_Passage_:

Incoming in-state freshmen at William & Mary will no longer see a tuition increase in the fall.
The William & Mary Board of Visitors on Tuesday unanimously voted to rescind a previously adopted tuition increase for incoming in-state freshmen, according to a news release from the college. The board also voted to keep mandatory fees flat for all in- and out-of state undergraduate, graduate and professional students.
The college originally created a six-year plan in September that included a 3 percent increase for new in-state undergraduates coming in the fall of 2020. The plan detailed the potential for up to 3 percent increases in tuition each year.
But because of the financial impacts of the coronavirus pandemic on students and families, the college has reversed that decision and approved a zero increase for tuition.
“COVID-19 has negatively impacted the education, finances and well-being of our students and families,” said Rector John Littel, in the news release. “The university has worked tirelessly to ensure that the pandemic causes as little disruption to learning as possible, but it is also important to look for ways to lessen the financial burden many are facing and remove some uncertainty for families.”

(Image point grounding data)
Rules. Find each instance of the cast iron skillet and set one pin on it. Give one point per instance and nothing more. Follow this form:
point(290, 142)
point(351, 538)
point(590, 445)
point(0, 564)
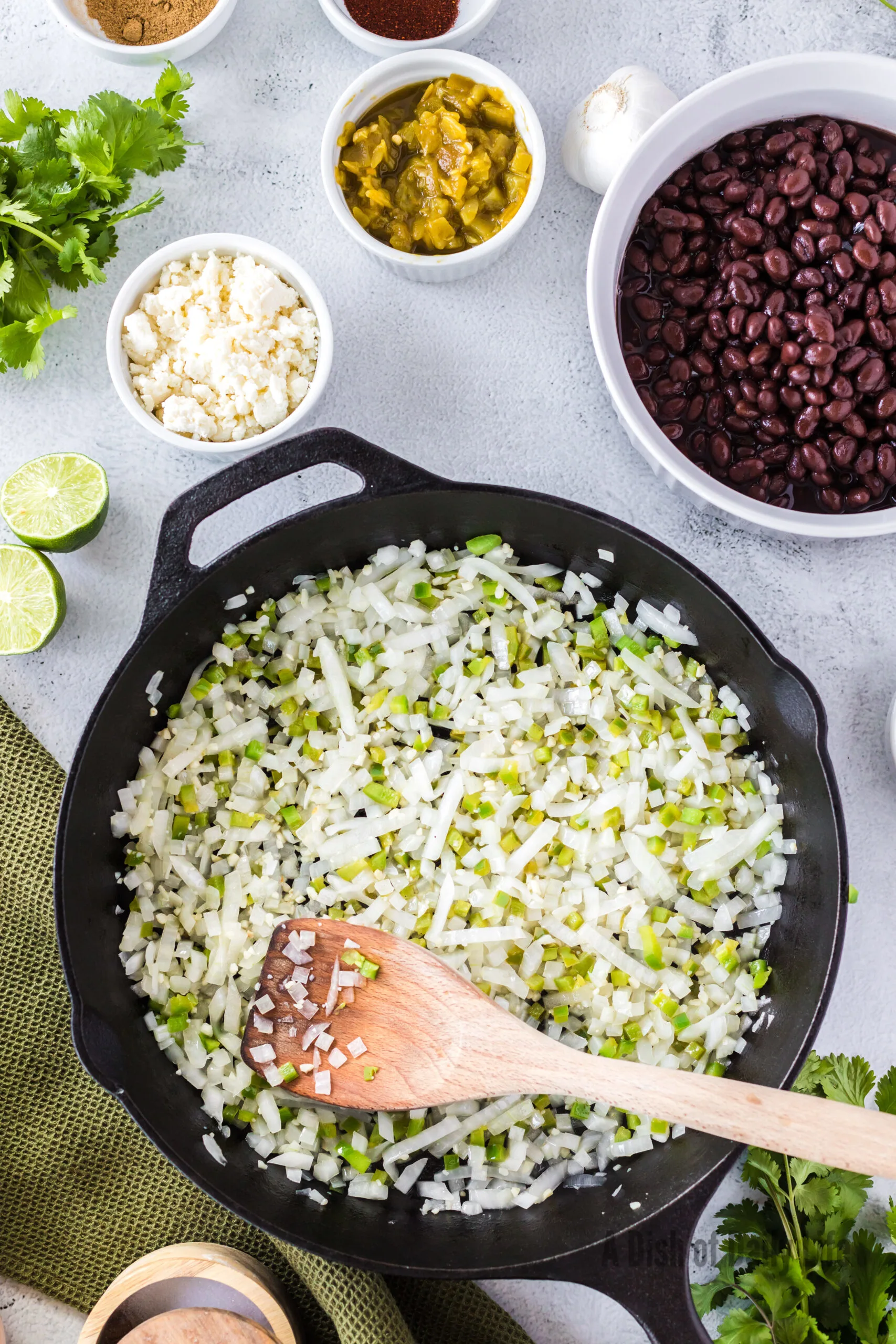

_Exercise requirements_: In the article on William & Mary tuition, what increase did the six-year plan created in September include for new in-state undergraduates entering in the fall of 2020?

_Expected answer_: A 3 percent increase.